WHAT THIS EXERCISE ASKS —
1. List every country named in the passage on the economic outlook below.
2. Proceed with the passage on the economic outlook and the emerging market middle class, picking up after its final sentence.

As the U.S. stock markets race to new highs, there has been increasing chatter about a forthcoming correction. Economic chaos reigns in Europe with constant debates about austerity and bailouts, and China seems destined to slow further as its credit-fueled investment boom ends. Commodity markets have tumbled, threatening the economies of Australia, South Africa, and Brazil, to name a few. In short, the economic horizon is cloudy – at best. There is increasing fear in many industries – including hospitality and travel – that we may be in another “bubble,” with the inevitable “burst” around the corner.
Given this fact, what should one do? Cut back on investments in fear of correction so many seem to feel is inevitable? Slow plans for future expansion? Double down and try to maximize business while it is here to be had?
While it’s very easy to focus on this short-term potential gloom, I think it’s also quite risky to do so. Underneath the headlines lie the makings of an unprecedented global consumption boom. With Energizer-bunny consistency, the emerging market middle class continues to grow…and grow…and grow.

Records from a data source:
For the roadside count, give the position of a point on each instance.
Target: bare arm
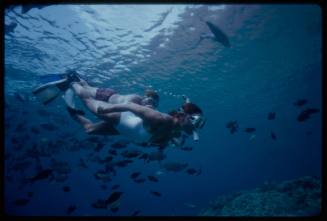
(139, 110)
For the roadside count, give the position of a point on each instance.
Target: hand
(100, 110)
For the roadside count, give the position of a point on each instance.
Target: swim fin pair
(53, 85)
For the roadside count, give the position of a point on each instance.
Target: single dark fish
(271, 115)
(131, 153)
(20, 127)
(44, 174)
(231, 124)
(153, 179)
(113, 152)
(35, 130)
(186, 148)
(303, 116)
(43, 112)
(174, 166)
(155, 193)
(250, 130)
(143, 156)
(102, 175)
(135, 175)
(191, 171)
(70, 209)
(114, 187)
(233, 130)
(49, 126)
(156, 156)
(219, 34)
(121, 163)
(300, 102)
(21, 202)
(66, 188)
(14, 140)
(309, 133)
(114, 210)
(106, 160)
(19, 97)
(99, 204)
(140, 180)
(27, 7)
(118, 145)
(312, 110)
(113, 197)
(135, 213)
(98, 147)
(30, 194)
(93, 139)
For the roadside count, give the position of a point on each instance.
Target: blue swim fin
(52, 85)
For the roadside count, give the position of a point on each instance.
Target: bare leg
(100, 128)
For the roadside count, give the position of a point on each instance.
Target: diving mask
(197, 121)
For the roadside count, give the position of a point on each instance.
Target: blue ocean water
(274, 60)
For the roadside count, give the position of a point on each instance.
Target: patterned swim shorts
(103, 94)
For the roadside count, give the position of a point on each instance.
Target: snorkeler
(134, 119)
(142, 124)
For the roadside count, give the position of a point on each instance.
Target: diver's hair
(190, 108)
(151, 93)
(177, 114)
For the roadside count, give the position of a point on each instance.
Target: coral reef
(300, 197)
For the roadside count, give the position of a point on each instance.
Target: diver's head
(194, 119)
(150, 98)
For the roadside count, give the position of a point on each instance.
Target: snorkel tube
(195, 135)
(195, 132)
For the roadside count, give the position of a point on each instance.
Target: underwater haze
(255, 71)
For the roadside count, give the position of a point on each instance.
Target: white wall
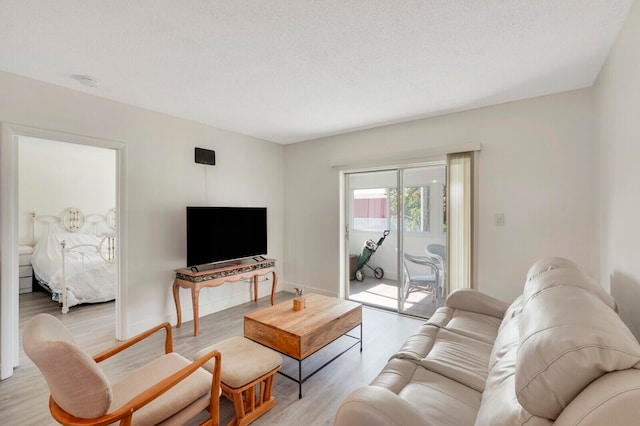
(161, 179)
(54, 176)
(617, 141)
(535, 167)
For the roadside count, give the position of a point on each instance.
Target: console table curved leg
(273, 286)
(255, 288)
(195, 293)
(176, 299)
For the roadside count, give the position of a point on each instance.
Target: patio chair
(168, 389)
(427, 281)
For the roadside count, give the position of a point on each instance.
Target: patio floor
(384, 294)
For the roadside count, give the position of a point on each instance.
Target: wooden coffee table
(299, 334)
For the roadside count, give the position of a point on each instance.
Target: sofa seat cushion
(499, 404)
(452, 355)
(419, 343)
(459, 358)
(566, 277)
(471, 324)
(568, 338)
(194, 389)
(476, 326)
(438, 399)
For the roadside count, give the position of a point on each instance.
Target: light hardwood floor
(24, 396)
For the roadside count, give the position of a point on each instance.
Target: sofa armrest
(612, 399)
(467, 299)
(376, 406)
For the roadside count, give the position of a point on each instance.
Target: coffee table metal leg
(299, 379)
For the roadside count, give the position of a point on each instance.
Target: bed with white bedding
(72, 262)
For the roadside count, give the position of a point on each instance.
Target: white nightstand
(26, 271)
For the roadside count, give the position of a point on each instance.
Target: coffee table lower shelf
(300, 380)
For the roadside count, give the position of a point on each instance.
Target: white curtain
(459, 219)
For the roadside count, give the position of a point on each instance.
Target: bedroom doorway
(10, 238)
(66, 193)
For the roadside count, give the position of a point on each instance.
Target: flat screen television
(216, 234)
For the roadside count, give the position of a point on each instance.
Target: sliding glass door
(400, 268)
(423, 239)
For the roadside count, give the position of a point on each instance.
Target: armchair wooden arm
(168, 344)
(125, 413)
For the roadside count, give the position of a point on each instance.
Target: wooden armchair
(168, 390)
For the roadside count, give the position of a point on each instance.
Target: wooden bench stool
(246, 376)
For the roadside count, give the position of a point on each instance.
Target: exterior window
(370, 209)
(376, 209)
(417, 208)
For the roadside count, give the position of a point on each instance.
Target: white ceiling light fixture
(86, 80)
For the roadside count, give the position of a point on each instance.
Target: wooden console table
(228, 273)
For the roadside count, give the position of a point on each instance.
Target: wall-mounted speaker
(205, 156)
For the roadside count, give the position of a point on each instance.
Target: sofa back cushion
(568, 338)
(548, 264)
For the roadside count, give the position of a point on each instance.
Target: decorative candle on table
(299, 302)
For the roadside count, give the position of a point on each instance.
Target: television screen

ANSWERS FOR THE TASKS —
1. U.S., China, Australia, South Africa, Brazil

2.
The chart above illustrates the global flip-flop that has taken place since 1980, when three out of every four consumers in the world were based in the developed world. By 2025, it’s likely that three out of every four consumers will be based in what we today call the emerging world – with enormous implications for everything from food to fuel to healthcare – and, of course, to travel. Stop and think about this fact: the source markets of the majority of business 30 years ago will be the source markets of the minority of our business in just 10 years.
Think the airports you travel through today are crowded? Think again. The forthcoming boom in tourism and leisure travel is likely to pressure the entire hospitality system as those with newfound income indulge in vacations and global travel for the first time. High on the list of many emerging market consumers are the tourist destinations in the United States and Europe. Many young couples from countries such as China and India dream of being able to afford a honeymoon in Paris. The hope of seeing the United States is a still an unfulfilled vision for many of these young couples.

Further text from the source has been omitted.